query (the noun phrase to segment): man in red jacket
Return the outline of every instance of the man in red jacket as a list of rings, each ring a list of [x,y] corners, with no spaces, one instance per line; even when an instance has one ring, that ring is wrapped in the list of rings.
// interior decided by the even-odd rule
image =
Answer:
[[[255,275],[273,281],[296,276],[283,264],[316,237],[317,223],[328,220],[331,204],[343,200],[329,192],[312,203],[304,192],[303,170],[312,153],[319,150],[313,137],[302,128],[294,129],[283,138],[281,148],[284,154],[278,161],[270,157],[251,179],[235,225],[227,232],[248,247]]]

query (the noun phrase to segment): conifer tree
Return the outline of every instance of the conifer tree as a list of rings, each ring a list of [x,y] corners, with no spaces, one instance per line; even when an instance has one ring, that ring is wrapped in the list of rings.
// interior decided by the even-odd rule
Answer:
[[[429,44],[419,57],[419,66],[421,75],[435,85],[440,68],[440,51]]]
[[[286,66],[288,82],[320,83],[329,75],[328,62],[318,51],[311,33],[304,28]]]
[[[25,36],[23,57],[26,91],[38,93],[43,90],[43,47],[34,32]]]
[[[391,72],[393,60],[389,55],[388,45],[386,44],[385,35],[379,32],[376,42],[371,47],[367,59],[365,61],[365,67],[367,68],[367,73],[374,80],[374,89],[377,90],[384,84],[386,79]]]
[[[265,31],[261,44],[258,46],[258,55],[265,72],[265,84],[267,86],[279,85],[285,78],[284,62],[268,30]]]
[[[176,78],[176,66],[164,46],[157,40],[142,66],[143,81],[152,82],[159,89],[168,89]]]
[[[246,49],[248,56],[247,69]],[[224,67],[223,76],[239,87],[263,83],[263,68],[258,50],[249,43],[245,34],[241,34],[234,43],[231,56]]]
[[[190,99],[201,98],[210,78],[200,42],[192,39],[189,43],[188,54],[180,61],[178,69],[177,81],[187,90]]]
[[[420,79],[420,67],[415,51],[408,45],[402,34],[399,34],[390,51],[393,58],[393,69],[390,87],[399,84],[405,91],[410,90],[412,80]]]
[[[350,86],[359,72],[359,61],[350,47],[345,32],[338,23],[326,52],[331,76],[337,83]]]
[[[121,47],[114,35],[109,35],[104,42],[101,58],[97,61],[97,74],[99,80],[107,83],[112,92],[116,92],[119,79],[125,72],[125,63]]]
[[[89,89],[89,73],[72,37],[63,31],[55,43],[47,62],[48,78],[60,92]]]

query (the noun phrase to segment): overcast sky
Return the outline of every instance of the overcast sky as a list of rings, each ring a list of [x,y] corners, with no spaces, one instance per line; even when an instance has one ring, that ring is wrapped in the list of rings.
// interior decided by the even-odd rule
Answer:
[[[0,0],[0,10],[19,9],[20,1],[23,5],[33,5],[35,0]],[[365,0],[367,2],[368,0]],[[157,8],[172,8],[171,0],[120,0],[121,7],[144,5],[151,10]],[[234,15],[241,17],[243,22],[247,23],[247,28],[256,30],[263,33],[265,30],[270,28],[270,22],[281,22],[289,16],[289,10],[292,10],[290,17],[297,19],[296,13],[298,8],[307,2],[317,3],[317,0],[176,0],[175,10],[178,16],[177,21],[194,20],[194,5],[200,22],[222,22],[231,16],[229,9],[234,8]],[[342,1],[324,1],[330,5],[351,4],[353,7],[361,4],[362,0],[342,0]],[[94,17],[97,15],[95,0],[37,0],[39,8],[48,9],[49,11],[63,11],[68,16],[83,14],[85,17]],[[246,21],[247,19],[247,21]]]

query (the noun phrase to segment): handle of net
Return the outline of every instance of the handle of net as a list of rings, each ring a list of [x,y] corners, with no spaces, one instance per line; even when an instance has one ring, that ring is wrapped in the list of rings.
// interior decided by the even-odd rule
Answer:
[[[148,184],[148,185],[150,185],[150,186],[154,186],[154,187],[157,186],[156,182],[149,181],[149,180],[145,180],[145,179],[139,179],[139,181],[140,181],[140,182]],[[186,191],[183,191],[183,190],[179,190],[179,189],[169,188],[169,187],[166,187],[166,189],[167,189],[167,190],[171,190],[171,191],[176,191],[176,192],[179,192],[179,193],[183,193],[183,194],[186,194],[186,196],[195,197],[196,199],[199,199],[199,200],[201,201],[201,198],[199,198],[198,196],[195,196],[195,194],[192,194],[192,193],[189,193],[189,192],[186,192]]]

**DIRECTIONS**:
Reproduce only the portion of the listing starting at the line containing "query (the noun phrase to segment): conifer" and ending at the line containing "[[[25,36],[23,57],[26,91],[38,93],[43,90],[43,47],[34,32]]]", keeping the requests unchanged. In that portion, increase every coordinate in the answers by 33.

**SOLUTION**:
query (the noun phrase to segment): conifer tree
Return the outline of every instance of the conifer tree as a list of rings, each ring a list of [x,y] corners, with no spaces, one instance per line; even when an instance has one ring, that ring is wrapped in the list of rings.
// interior decided by the even-odd rule
Answer:
[[[462,77],[452,90],[452,99],[454,108],[468,118],[473,101],[473,84]]]
[[[319,99],[321,115],[353,116],[362,108],[361,95],[351,84],[344,66],[337,61]]]
[[[58,69],[56,90],[59,124],[71,126],[76,123],[76,80],[67,65]]]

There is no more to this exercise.